Direction A:
Using the text on voltage source inverters, answer these:
(i) How many switching states does the two level inverter have under three-phase control?
(ii) How many terminals does each box in the simplified three level inverter diagram have?
(iii) Which two vehicles are named as using direct torque setting in place of the accelerator pedal?
Direction B: Carry on the text on voltage source inverters, starting after its final sentence.

Text block:
-=-=-=-=-
The circuit diagram of the two level voltage source inverter can be seen in Fig.5.6. This is the most commonly used, well-known circuit for supplying three-phase induction motors.
Generally the T1…T6 switching elements are IGBT voltage controlled transistors, as in the previous figure, but at high power vehicles the GTO gate-turn-off thyristors are commonly used in voltage source inverters. Thee phase control is applied for the voltage source inverter, each motor phase terminal is connected to the positive or negative bar. If three-phase control is used the number of the switching states, achievable by the pulse width modulation, is k=8, the number of the different voltage vectors (ū=(2/3)(ua+āub+ā2uc)) can be switched to the motors is seven as can be seen in Fig.5.6.c. The ū(7)=0 state is identical with the ū(8)=0 state, at ū(7) all the three phase terminals are connected to the positive bar while at ū(8) all the three phase terminals are connected to the negative bar.
Fig.5.6.b presents a simplified diagram, can be frequently found in circuit diagrams of rail vehicles, where each “box” contains one branch of the two level voltage source inverter. Each box has three terminals (+, - and ~), and contains one branch (in a dashed box in Fig.5.6.a).
The circuit diagram of the three level voltage source inverter with GTOs can be seen in Fig.5.7. It is commonly used at high power vehicles.
At three level inverter, the number of the switching states is k=27, but the number of the different voltage vectors can be switched to the motors is only 19, including the 0 vector, as can be seen on Fig.5.7.c. The magnitude of the maximal voltage vector is (2/3)ue. The larger number of the switchable voltage vectors involve that smoother voltage control can be achieved by the three level inverter even if the allowed switching frequency for the high power semiconductor elements is more limited.
The simplified diagrams are also applied for three level inverter circuits that can be found in Fig.5.7.b, where each “box” contains one branch of the three level voltage source inverter. Each box has four terminals (+, -, 0 and ~), and contains one branch (in a dashed box in Fig.5.7.a).
There can be several practical solutions of field oriented controlled, induction motor driven vehicle drive. Fig.5.8. represents one possible solution with space-vector pulse width modulation controlled voltage source inverter and general machine model. The figure presents a simplified block diagram of a vehicle drive, suitable for speed control.
The speed control shall always be complemented with torque limitation to achieve favorable acceleration and deceleration features for passengers. The field oriented control is divided to two main channels: the flux control (lower channel, related to α component), and torque control (upper channel, related to β component). The reference signal of the rotor flux magnitude (ψrα) is determined depending on the speed range, according to the field-weakening strategies, that were mentioned in chapter 5.1.1. There are vehicles, where the speed control can be switched to direct torque control, i.e. the m a reference signal can be set directly. The trolley and electric car are such vehicles, where the direct torque setting imitates the function of the accelerator pedal.
In the followings some specific vehicle controls are presented.
Fig.5.9. presents the main circuit diagram of the induction motor drive. The motor is supplied by a two level voltage source inverter. For the control and calculating the rotor flux an encoder – mounted on the motor shaft - is required.
-=-=-=-=-
Data provided:

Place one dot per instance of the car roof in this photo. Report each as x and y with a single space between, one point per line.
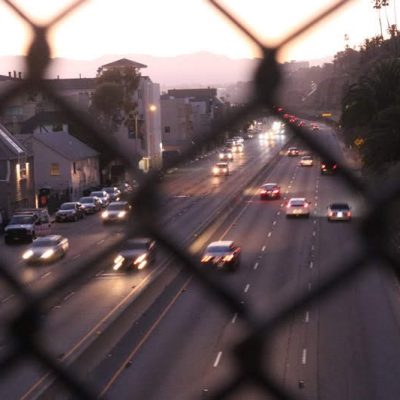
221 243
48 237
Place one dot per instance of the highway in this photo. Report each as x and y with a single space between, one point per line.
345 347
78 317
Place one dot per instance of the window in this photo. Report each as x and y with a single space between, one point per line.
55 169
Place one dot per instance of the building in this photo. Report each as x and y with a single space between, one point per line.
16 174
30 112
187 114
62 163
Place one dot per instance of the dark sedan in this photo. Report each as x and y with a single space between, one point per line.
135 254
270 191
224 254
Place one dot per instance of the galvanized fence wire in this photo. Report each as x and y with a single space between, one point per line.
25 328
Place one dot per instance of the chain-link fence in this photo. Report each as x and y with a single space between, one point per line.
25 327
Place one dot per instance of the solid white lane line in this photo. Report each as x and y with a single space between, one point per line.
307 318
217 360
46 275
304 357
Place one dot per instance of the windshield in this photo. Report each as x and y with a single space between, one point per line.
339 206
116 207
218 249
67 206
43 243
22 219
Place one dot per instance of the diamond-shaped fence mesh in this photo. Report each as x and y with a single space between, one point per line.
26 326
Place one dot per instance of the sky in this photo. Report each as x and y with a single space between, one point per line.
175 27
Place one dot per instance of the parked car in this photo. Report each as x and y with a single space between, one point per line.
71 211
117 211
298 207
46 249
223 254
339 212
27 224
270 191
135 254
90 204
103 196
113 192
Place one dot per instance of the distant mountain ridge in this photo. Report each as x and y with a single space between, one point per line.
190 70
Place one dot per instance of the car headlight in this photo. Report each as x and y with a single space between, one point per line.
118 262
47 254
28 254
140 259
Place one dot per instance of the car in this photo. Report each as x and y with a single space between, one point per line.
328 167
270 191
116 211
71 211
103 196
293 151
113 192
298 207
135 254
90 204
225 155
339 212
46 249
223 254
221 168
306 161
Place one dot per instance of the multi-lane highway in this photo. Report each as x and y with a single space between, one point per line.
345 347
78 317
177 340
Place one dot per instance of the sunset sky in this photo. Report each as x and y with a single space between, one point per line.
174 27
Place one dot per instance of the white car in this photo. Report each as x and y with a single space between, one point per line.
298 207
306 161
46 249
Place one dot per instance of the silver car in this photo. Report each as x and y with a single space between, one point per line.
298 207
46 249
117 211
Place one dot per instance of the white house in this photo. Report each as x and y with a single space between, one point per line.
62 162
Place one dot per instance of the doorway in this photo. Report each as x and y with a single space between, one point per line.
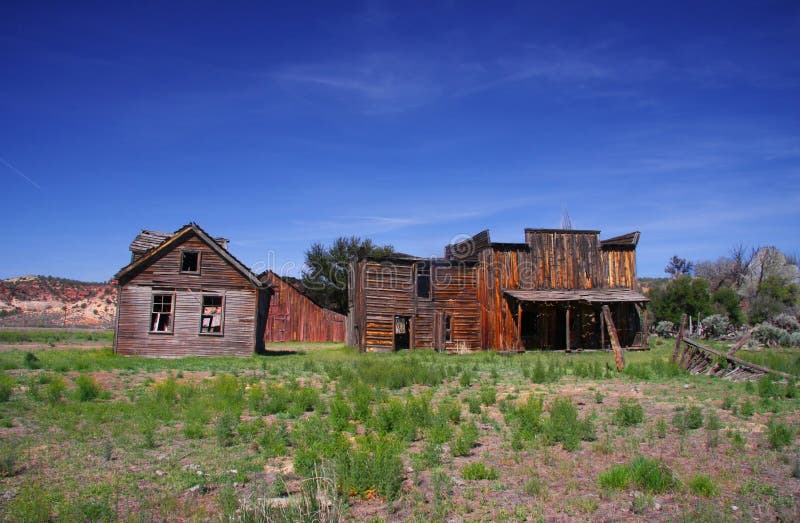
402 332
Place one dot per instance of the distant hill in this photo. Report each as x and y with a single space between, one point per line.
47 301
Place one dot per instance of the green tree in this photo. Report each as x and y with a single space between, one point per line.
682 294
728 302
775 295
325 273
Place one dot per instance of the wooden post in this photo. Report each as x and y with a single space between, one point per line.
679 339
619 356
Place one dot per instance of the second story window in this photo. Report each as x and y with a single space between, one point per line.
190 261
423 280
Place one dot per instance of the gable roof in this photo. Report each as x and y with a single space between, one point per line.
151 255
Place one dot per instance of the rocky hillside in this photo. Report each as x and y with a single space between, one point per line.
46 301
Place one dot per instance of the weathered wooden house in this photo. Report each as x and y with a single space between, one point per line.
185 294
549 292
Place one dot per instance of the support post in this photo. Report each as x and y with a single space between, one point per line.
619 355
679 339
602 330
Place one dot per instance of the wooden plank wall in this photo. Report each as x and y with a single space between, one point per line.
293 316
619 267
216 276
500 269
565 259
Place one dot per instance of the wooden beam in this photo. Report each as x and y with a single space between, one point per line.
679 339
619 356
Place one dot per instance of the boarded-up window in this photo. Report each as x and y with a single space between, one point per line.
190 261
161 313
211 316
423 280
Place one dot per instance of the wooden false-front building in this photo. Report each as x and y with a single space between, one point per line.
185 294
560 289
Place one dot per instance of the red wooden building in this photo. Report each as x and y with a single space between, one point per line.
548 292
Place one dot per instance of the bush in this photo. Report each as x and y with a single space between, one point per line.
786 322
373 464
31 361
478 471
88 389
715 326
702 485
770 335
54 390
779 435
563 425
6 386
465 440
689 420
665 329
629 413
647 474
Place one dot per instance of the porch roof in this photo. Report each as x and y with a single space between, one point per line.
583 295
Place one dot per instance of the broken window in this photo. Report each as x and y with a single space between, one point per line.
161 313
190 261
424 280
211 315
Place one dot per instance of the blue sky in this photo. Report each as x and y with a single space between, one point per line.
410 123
-=-=-=-=-
Output A:
(i) Eight (k=8).
(ii) Four: +, -, 0 and ~.
(iii) The trolley and the electric car.

Output B:
The voltage source inverter is connected to the overhead line with a pole through a charging-circuit and a network protecting circuit. The charging-circuit limits the switching-on transient current of C smoothing capacitor until it reaches the normal charge state. The network protecting circuit is a diode bridge rectifier circuit, its two diodes are by-passed with two IGBT elements. The diode bridge protects the main circuit against reversed polarity, which can be occurred at intersections for a short time. However the diode bridge does not allow the possibility of the regenerative braking. The two IGBT elements allow the regenerative brake at normal overhead line polarity with reverse current.
The voltage source inverter fed trolley-bus drive has field oriented control, suitable for the motor mode and braking mode control. The resistive brake only operates if the network is not suitable to consume the regenerative energy.
The trolley operates with torque control, the torque reference signal is defined by the accelerator pedal position.
Fig.5.10 presents the schematic circuit diagram of two motors that belong to one bogie, and a picture of a motor bogie. According to the picture two motors in a motor bogie drives two wheels one behind the other, because of the low-floor design. Two motors are connected parallel to one inverter. The structure of the main circuit is similar to the circuit of the trolley, can be seen in Fig.5.9, only the network protecting circuit is missing. The reversed polarity of the supplying voltage cannot happen in trams.
Nowadays, most of the new locomotives are energy-efficient and network-friendly, that manifests itself in three ways:
capable for regenerative electric braking,
connected to the network with network-friendly line-side converter,
they have energy-efficient motor torque control.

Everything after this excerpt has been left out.